What you need to do: All that is needed is every line of the listing below that has "pins".

The records:
________________________

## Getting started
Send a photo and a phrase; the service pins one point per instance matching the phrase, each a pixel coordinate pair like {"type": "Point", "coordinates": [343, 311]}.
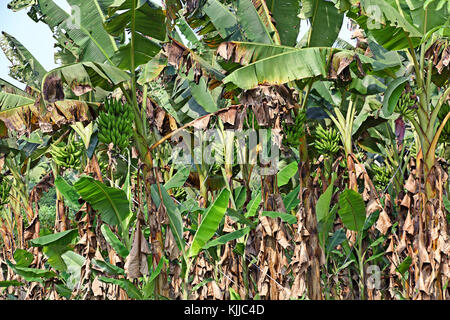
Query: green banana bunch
{"type": "Point", "coordinates": [445, 135]}
{"type": "Point", "coordinates": [179, 193]}
{"type": "Point", "coordinates": [327, 141]}
{"type": "Point", "coordinates": [5, 188]}
{"type": "Point", "coordinates": [115, 125]}
{"type": "Point", "coordinates": [405, 105]}
{"type": "Point", "coordinates": [293, 132]}
{"type": "Point", "coordinates": [68, 154]}
{"type": "Point", "coordinates": [382, 176]}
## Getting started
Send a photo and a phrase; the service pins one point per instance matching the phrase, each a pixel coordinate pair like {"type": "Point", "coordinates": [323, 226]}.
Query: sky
{"type": "Point", "coordinates": [37, 37]}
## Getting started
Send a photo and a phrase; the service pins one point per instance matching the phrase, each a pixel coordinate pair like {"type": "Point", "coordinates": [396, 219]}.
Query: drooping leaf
{"type": "Point", "coordinates": [253, 205]}
{"type": "Point", "coordinates": [25, 67]}
{"type": "Point", "coordinates": [336, 239]}
{"type": "Point", "coordinates": [152, 69]}
{"type": "Point", "coordinates": [74, 263]}
{"type": "Point", "coordinates": [392, 95]}
{"type": "Point", "coordinates": [326, 22]}
{"type": "Point", "coordinates": [404, 266]}
{"type": "Point", "coordinates": [54, 245]}
{"type": "Point", "coordinates": [178, 179]}
{"type": "Point", "coordinates": [287, 22]}
{"type": "Point", "coordinates": [108, 267]}
{"type": "Point", "coordinates": [10, 100]}
{"type": "Point", "coordinates": [10, 283]}
{"type": "Point", "coordinates": [291, 200]}
{"type": "Point", "coordinates": [176, 222]}
{"type": "Point", "coordinates": [291, 65]}
{"type": "Point", "coordinates": [114, 242]}
{"type": "Point", "coordinates": [285, 174]}
{"type": "Point", "coordinates": [323, 204]}
{"type": "Point", "coordinates": [253, 27]}
{"type": "Point", "coordinates": [210, 222]}
{"type": "Point", "coordinates": [149, 19]}
{"type": "Point", "coordinates": [289, 218]}
{"type": "Point", "coordinates": [85, 76]}
{"type": "Point", "coordinates": [227, 237]}
{"type": "Point", "coordinates": [126, 285]}
{"type": "Point", "coordinates": [224, 21]}
{"type": "Point", "coordinates": [23, 258]}
{"type": "Point", "coordinates": [32, 274]}
{"type": "Point", "coordinates": [83, 28]}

________________________

Output for this task:
Send a photo and a phrase; the service pins one point per instance matching the phrase, each a pixel coordinate pair like {"type": "Point", "coordinates": [343, 311]}.
Send a photo and a phrase; the service pins one point per instance matching the phrase, each a pixel coordinate pair like {"type": "Point", "coordinates": [323, 226]}.
Send a photo and a phrase; the service pins one point per instance matching the phrase, each a pixel coordinate pair like {"type": "Point", "coordinates": [396, 219]}.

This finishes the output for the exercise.